#### What needs to be done:
Copy out the part of the data that opens with the line containing "on the small" and closes with the line containing "on the peach", keeping both of those lines and reproducing every line without any change.

#### Supplied records:
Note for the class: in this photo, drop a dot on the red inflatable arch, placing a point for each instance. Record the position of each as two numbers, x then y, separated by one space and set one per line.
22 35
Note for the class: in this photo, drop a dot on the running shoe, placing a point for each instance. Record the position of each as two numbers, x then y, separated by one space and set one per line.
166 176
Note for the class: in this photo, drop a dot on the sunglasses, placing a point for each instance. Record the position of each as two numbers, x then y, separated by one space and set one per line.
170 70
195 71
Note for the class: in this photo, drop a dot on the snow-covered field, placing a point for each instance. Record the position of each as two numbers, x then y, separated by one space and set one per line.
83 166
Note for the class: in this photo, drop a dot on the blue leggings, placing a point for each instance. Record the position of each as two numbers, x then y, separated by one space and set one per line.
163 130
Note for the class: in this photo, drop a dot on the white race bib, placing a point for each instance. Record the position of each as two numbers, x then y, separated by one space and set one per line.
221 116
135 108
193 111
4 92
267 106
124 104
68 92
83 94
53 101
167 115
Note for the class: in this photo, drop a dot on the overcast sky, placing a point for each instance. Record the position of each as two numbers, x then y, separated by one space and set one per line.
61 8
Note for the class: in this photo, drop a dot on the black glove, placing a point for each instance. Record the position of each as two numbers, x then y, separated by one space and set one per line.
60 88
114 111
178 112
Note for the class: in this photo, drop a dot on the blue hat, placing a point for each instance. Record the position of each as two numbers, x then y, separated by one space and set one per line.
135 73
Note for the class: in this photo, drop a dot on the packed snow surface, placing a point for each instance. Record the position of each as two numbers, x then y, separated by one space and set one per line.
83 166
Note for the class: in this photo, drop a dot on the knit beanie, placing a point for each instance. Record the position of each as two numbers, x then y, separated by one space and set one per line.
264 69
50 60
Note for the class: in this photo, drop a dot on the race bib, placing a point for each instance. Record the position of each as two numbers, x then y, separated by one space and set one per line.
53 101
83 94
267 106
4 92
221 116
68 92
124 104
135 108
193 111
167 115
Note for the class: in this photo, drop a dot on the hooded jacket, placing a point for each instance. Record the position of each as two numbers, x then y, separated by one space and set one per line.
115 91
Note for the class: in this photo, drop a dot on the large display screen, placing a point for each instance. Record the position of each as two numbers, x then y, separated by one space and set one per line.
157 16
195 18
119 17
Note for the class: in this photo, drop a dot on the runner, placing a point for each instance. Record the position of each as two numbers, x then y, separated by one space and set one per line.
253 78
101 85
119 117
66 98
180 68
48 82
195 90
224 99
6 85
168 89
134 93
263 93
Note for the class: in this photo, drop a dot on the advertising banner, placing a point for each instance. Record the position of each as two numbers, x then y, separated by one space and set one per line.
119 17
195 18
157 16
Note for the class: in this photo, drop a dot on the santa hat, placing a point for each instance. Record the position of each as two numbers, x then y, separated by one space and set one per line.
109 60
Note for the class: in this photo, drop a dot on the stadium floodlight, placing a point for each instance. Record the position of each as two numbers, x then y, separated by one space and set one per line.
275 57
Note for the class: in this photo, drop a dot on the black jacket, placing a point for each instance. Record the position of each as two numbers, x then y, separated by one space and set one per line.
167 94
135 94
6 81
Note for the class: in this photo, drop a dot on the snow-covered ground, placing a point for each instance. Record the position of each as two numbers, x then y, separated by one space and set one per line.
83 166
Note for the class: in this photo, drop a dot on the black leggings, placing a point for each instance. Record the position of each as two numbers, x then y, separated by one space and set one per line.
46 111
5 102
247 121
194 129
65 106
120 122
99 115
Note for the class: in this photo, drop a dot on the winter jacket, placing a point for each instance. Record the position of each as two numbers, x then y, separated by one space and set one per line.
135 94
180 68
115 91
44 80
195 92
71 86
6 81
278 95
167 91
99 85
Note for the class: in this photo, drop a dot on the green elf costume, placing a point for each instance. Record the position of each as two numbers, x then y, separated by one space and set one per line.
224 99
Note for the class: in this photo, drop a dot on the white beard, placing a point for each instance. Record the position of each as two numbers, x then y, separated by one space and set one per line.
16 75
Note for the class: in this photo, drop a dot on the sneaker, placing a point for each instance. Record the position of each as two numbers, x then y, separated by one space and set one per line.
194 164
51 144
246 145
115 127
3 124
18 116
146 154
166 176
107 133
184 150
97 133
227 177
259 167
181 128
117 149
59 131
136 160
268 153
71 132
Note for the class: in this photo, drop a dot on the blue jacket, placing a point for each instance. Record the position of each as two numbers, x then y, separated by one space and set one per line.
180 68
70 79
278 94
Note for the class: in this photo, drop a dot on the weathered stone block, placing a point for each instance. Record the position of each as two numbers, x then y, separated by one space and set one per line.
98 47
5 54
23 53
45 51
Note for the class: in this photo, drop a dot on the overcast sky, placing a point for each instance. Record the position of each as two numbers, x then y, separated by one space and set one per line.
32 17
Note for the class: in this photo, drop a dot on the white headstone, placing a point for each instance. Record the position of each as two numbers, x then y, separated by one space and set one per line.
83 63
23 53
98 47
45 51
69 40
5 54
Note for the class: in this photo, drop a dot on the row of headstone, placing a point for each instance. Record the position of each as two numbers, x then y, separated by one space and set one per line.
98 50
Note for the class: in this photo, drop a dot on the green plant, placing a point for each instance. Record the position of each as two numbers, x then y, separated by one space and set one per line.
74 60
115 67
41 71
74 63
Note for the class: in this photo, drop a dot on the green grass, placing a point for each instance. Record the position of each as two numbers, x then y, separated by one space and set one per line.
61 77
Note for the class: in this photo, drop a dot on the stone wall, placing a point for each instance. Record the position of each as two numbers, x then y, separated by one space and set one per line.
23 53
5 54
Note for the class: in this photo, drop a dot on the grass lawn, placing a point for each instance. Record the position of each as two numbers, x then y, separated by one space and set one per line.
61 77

==

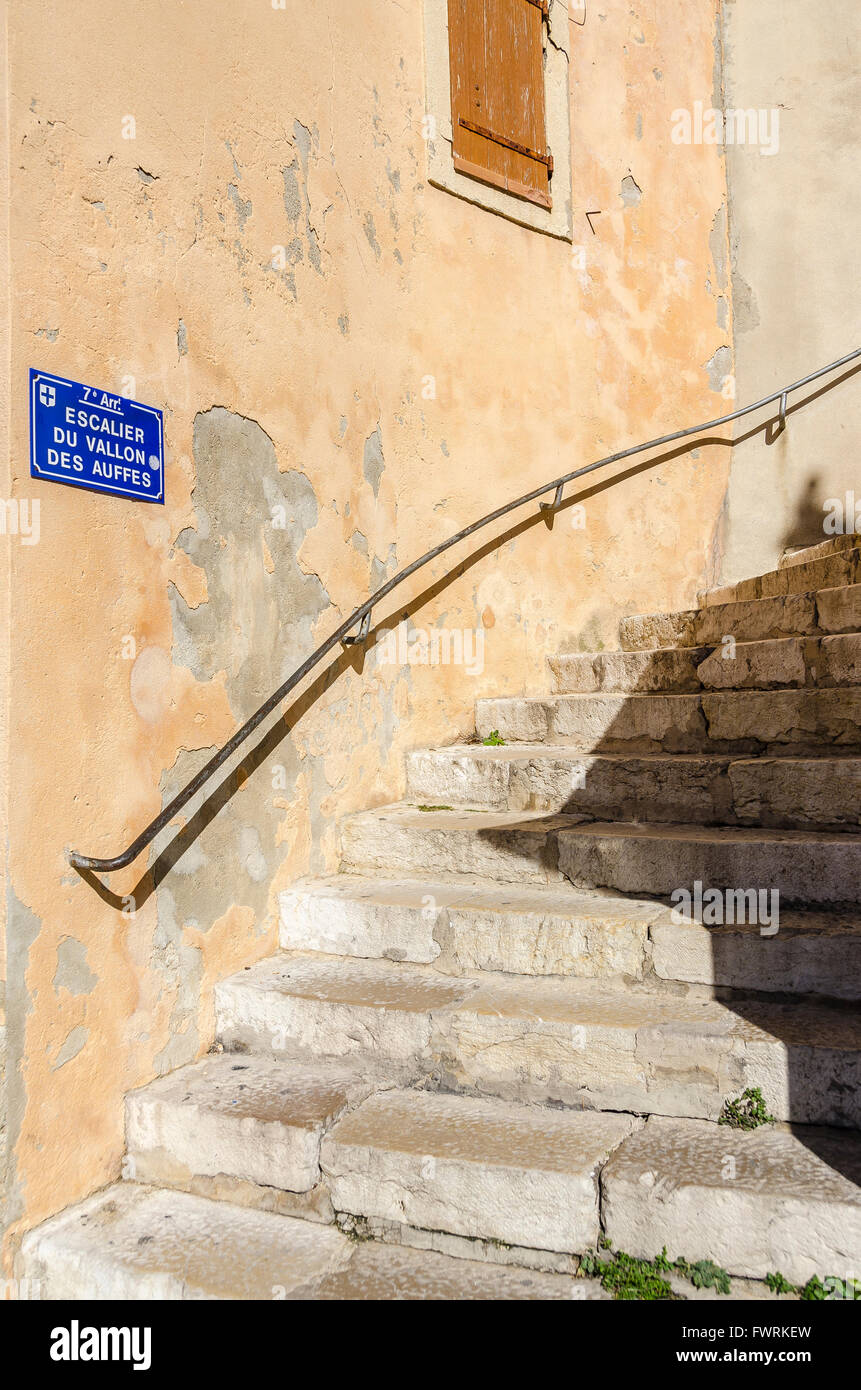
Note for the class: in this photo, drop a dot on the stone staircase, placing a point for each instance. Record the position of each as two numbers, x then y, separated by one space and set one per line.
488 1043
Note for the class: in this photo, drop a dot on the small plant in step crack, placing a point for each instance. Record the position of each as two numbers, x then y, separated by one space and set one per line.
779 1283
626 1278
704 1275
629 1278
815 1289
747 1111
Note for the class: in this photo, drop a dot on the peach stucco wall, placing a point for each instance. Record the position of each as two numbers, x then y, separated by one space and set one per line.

==

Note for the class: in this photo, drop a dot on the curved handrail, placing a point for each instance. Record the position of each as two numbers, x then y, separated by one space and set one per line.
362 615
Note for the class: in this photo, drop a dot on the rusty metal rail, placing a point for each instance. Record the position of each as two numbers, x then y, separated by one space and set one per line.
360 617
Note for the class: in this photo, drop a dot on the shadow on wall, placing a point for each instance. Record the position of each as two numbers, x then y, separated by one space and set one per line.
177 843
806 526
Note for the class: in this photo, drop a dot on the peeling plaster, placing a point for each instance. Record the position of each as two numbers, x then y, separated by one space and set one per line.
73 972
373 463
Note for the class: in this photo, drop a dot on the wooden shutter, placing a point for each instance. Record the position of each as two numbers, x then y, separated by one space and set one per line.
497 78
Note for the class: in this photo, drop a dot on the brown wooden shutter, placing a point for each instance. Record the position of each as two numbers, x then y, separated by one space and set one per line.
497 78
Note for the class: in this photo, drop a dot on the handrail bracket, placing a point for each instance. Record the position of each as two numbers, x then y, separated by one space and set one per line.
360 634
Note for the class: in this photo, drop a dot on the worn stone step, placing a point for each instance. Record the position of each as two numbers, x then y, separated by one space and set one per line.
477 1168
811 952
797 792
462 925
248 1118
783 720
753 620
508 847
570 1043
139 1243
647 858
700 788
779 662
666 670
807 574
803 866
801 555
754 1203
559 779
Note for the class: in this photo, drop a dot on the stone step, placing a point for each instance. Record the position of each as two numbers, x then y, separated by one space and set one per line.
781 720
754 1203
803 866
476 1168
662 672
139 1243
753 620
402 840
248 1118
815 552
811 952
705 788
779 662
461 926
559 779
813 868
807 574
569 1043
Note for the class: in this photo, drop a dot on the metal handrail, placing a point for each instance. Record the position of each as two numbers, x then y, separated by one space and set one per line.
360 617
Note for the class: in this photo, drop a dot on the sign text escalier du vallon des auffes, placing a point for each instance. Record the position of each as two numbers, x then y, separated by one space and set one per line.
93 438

#### Task output:
Note for the class: in this photo, drop a dot on the small plant in step crack, placing a point for each instance. Record the position of each as two numbers, x then y, separated by one space and set one per line.
779 1283
626 1278
704 1275
629 1278
815 1289
747 1111
Note for the class: in this photo, drop a dot on the peach stucco wall, placing a point for each instance. Record the position of each as two numbers, x then y, separated by one space and set one per line.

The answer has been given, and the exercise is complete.